REQUEST 1:
Rewrite the whole listing of named object pointing entries below, not the book reviews, as a numbered list with blank lines left out.

QUOTED PASSAGE:

Tarnsmen of Gor is the beginning of a sci-fi/fantasy series by John Norman. (the pen name for philosophy professor John Lange) Gor is a planet that is always on Earth's opposite side and is thus invisible to us. Ok, I know it's really bad science but ignore that for now. Gor has lighter gravity than Earth. Gor is populated mostly by humans. Gor is lorded over by the alien insectoid Priest-Kings, who rarely appear. Most of Gor has military technology that doesn't much surpass what was available pre-gunpowder. The Priest Kings keep it that way. Any inventor, scientist or engineer who gets too big for his britches disappears.


The narrator, Tarl Cabot, is brought to Gor where he is reunited with his long lost father, an important man in the Gorean city of Ko-Ro-Ba. Tarl is already an accomplished fencer and undergoes training to ensure he takes his rightful place in the warrior caste. His father needs his help for there are rivalries and wars afoot. Gor is organized along the lines of Greek city-states with every free man put into a caste. And that's where the author mixes a somewhat pedestrian alternate earth tale with the philosophical musings that brought him such controversy. Norman employs Aristotle's natural slavery theory to argue that some people are naturally submissive (slaves) while other people are naturally aggressive (free). It's a sin to treat a free person as if they were a slave and vice versa. Norman's twist is that fitness for slavery is not determined by race, ethnicity, class or national origin. It is however somewhat related to gender. Free women simultaneously have a constricted existence and yet are considered irritating by many free men. Free men would generally much rather spend their time with slave women, who are thought to be more (sexually) feminine. Free women are often jealous of slave women. Gorean society's true nature slowly unfolds throughout the book. Tarl Cabot initially finds Gor strange and repulsive but gradually takes a different view. He does remain anti-slavery..mostly. I don't mind reading works by authors with "bad" points of view if the story's plot is strong enough to interest me. Here it really wasn't. The fantasy fiction author, Michael Moorcock, harshly criticized Norman. Future series installments were heavier on both feminist-baiting and adult content and less so on action/plot. This might be more interesting if one thought the author was being tongue in cheek. But I didn't get that feeling...




Elric of Melnibone
by Michael Moorcock
Speaking of Michael Moorcock, he is another author who I starting reading as a teenager. Unlike Norman, I never put his works down. Moorcock is among the most skilled and most prolific authors of sci-fi, speculative fiction, fantasy, and historical fiction who is still living. He's among the genre's top authors living or dead. Before GRRM wrote his antiheroes and turned up the sex quotient, Moorcock had been there and done that. Moorcock is something of a left-wing feminist anarchist. However his works can be enjoyed by people of any political backgrounds. He doesn't beat you over the head with his politics. Moorcock is confident enough and honest enough to have spoken frankly of how strongly he disliked Tolkien's writing style and politics, though he says he liked Tolkien on a personal level. When you call The Lord of the Rings "Epic Pooh" you ought to be able to provide work of equal or better quality. Moorcock delivers.

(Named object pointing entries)
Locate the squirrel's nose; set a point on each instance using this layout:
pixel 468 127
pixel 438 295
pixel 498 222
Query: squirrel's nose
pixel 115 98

REQUEST 2:
Echo the book reviews above, starting at "Tarnsmen of Gor is" and ending at "his britches disappears.".

FINAL ANSWER 1:
1. Locate the squirrel's nose; set a point on each instance using this layout:
2. pixel 468 127
3. pixel 438 295
4. pixel 498 222
5. Query: squirrel's nose
6. pixel 115 98

FINAL ANSWER 2:
Tarnsmen of Gor is the beginning of a sci-fi/fantasy series by John Norman. (the pen name for philosophy professor John Lange) Gor is a planet that is always on Earth's opposite side and is thus invisible to us. Ok, I know it's really bad science but ignore that for now. Gor has lighter gravity than Earth. Gor is populated mostly by humans. Gor is lorded over by the alien insectoid Priest-Kings, who rarely appear. Most of Gor has military technology that doesn't much surpass what was available pre-gunpowder. The Priest Kings keep it that way. Any inventor, scientist or engineer who gets too big for his britches disappears.